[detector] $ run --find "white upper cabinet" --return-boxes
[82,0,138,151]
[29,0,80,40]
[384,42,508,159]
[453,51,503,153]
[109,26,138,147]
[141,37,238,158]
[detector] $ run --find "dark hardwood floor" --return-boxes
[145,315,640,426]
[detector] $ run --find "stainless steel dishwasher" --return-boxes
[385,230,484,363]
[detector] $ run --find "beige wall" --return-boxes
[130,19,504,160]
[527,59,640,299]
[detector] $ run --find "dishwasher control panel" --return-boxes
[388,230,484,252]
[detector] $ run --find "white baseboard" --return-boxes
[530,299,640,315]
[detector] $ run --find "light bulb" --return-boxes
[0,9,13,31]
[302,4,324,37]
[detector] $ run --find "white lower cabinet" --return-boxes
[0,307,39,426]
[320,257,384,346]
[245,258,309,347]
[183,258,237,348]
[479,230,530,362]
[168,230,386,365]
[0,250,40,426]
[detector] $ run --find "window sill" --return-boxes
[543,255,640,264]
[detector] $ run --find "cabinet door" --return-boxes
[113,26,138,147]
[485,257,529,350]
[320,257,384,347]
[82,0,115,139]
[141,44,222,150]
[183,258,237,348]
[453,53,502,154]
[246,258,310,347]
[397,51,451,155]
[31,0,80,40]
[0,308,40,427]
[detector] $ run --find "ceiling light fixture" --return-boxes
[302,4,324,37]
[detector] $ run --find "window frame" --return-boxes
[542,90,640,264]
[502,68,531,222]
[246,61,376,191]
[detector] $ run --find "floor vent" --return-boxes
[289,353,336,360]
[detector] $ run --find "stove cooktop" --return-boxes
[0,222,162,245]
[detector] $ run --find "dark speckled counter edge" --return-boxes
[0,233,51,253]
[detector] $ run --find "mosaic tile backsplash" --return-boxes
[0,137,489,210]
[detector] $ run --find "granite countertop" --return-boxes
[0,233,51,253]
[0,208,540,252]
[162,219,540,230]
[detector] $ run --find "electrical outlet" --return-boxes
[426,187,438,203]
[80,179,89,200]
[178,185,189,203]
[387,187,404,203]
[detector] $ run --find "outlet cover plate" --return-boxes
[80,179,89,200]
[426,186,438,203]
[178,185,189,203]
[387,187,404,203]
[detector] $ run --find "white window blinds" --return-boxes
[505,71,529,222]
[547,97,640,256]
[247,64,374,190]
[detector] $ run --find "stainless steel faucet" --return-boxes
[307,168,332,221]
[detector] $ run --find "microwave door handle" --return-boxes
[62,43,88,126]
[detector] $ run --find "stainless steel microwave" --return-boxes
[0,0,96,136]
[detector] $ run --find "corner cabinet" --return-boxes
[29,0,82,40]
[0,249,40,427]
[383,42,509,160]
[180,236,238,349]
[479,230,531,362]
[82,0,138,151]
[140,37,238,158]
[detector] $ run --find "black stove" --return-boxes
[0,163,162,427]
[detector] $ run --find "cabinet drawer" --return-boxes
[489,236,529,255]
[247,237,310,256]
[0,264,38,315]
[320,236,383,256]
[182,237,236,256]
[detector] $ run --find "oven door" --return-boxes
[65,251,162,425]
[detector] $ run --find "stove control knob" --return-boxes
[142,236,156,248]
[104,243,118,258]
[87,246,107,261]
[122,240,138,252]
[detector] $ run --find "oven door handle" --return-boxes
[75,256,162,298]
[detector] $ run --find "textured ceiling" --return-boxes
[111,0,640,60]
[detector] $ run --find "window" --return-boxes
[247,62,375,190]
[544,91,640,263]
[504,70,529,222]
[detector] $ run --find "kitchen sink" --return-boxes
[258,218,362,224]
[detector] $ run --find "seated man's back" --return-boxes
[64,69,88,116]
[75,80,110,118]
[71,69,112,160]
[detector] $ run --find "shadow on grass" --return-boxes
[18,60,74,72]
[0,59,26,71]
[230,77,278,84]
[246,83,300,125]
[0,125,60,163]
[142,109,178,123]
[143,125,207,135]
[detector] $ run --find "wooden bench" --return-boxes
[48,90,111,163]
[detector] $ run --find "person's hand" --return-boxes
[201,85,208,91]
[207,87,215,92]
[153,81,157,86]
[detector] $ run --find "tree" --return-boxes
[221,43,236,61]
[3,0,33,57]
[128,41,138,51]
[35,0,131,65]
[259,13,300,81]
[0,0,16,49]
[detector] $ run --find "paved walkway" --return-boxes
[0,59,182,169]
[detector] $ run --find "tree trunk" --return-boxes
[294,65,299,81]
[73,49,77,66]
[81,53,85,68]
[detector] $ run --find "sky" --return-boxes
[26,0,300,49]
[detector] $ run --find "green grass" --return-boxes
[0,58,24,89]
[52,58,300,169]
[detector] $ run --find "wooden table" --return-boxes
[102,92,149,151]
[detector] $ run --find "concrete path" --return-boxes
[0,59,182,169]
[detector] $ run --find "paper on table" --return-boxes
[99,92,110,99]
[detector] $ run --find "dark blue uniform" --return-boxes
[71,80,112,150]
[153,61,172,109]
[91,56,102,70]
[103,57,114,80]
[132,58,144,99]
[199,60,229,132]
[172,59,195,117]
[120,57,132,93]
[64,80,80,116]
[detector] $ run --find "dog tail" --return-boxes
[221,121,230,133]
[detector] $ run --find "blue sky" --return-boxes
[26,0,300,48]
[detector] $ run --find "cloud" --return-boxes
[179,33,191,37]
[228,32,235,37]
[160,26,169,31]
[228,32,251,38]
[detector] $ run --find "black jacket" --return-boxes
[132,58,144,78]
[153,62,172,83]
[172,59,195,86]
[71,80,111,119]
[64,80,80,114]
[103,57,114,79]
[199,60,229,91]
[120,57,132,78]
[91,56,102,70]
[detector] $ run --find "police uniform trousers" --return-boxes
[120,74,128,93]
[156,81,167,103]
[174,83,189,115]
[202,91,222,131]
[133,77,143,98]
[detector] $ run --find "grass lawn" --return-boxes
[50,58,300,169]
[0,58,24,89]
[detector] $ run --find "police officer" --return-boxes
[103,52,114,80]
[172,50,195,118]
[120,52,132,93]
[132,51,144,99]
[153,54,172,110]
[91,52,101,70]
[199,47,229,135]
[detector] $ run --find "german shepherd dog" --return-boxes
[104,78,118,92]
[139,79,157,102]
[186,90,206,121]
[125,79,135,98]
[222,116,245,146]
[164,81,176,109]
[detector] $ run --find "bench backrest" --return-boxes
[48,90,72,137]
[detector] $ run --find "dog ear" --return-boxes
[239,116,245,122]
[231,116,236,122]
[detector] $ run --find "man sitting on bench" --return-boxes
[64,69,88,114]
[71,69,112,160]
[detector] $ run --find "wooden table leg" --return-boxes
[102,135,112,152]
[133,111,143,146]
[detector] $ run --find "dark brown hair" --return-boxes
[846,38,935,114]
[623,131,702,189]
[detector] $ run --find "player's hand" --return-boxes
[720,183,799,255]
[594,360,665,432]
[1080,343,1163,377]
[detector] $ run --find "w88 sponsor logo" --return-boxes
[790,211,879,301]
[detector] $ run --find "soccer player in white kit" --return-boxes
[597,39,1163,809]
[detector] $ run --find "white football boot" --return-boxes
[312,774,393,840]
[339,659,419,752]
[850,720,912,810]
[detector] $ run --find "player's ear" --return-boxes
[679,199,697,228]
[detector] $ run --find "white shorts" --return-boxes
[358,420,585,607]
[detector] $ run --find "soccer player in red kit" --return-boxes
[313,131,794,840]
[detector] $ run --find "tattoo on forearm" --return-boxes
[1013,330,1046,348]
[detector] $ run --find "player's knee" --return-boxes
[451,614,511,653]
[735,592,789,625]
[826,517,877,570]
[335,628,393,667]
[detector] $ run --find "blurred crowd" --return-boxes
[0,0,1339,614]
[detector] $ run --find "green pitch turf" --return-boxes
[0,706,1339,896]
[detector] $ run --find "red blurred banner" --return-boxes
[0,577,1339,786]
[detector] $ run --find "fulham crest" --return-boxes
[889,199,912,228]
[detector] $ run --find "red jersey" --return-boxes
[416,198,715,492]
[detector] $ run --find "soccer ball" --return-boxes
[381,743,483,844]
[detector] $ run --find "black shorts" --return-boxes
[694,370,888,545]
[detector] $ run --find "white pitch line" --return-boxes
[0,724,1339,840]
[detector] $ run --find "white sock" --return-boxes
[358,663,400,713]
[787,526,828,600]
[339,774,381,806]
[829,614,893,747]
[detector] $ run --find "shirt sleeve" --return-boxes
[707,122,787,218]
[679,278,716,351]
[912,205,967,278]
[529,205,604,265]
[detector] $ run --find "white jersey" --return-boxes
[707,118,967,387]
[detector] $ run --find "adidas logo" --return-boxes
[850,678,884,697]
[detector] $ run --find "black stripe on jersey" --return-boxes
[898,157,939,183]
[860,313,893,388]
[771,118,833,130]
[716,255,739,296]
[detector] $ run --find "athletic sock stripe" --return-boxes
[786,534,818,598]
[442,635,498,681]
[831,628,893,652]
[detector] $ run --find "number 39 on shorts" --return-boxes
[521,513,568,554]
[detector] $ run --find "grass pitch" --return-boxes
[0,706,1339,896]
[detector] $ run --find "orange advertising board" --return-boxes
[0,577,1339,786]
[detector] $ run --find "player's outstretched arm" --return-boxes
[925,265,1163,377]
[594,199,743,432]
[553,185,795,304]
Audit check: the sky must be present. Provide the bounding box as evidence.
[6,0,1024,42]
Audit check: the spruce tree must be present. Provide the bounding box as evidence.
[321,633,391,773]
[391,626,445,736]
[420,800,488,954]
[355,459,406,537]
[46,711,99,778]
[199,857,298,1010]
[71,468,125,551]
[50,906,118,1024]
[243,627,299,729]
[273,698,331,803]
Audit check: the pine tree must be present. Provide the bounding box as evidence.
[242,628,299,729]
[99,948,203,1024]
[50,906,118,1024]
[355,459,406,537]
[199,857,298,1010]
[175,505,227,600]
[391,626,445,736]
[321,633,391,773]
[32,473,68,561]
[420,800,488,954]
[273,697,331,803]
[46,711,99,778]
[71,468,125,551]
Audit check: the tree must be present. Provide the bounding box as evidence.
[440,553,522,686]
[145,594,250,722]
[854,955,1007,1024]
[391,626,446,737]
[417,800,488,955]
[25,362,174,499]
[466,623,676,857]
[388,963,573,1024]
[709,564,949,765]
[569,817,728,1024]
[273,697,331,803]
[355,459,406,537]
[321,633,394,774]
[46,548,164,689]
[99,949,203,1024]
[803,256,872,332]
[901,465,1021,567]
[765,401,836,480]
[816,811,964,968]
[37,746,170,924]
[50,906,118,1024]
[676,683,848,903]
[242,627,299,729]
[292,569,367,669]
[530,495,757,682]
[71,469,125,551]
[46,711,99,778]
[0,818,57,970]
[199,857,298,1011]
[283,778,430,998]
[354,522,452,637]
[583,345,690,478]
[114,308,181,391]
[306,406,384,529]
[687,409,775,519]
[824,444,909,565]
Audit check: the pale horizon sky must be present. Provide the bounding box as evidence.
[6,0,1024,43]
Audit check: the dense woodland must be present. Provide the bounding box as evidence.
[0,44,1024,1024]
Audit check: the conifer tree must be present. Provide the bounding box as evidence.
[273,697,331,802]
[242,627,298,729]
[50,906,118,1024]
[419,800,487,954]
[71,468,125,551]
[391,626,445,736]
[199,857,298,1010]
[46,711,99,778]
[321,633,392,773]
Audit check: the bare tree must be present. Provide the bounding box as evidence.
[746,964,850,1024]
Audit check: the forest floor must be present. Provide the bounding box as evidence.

________________

§ **WRITTEN TASK**
List every line of the records above that contains the word "oven", copying each line whole. Match case exactly.

§ **EXERCISE OUTPUT**
[detector] $ run --find "oven door" --return-boxes
[detector] $ run --find "oven door handle" --return-boxes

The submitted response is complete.